■ WHAT IS NEEDED
Copy all the lines of the data that include the word "above".

Segment Start: AVAILABLE DATA

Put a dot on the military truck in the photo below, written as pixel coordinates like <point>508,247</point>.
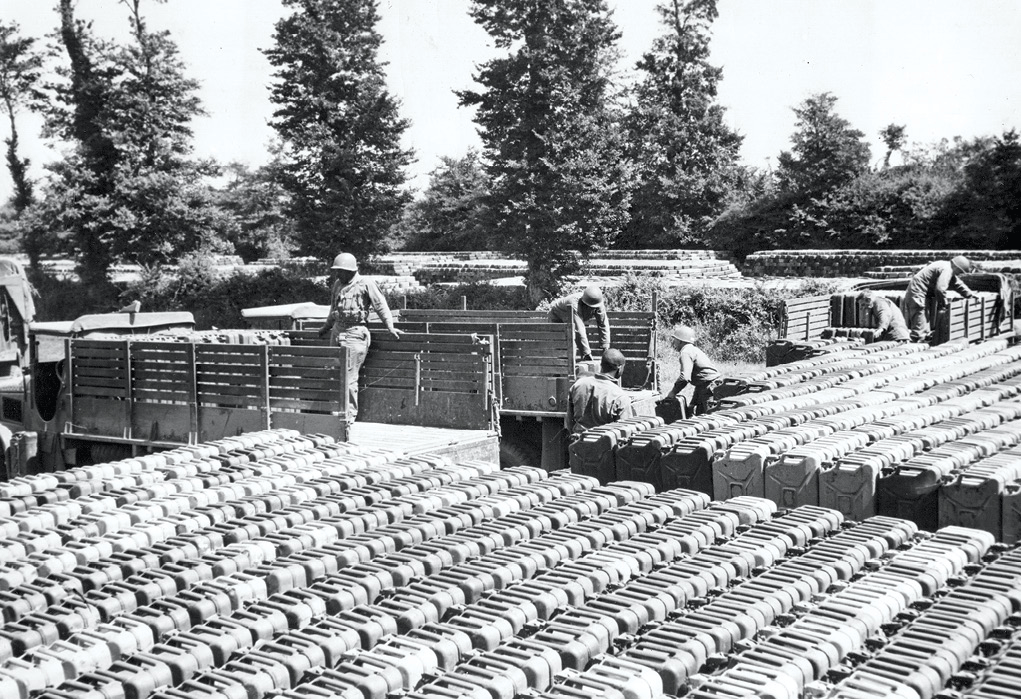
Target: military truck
<point>807,321</point>
<point>535,363</point>
<point>108,386</point>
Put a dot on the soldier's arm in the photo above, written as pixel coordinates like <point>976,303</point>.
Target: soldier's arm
<point>883,318</point>
<point>960,287</point>
<point>580,333</point>
<point>331,317</point>
<point>381,307</point>
<point>602,318</point>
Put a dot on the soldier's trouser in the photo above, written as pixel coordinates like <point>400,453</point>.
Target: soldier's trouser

Segment End: AVAILABLE DATA

■ WRITTEN ANSWER
Put a dot on the soldier's arm in the photo above, written as pixel coordinates like <point>976,303</point>.
Put a dot on the soldier's trouser in the photo above, written as pixel coordinates like <point>400,453</point>.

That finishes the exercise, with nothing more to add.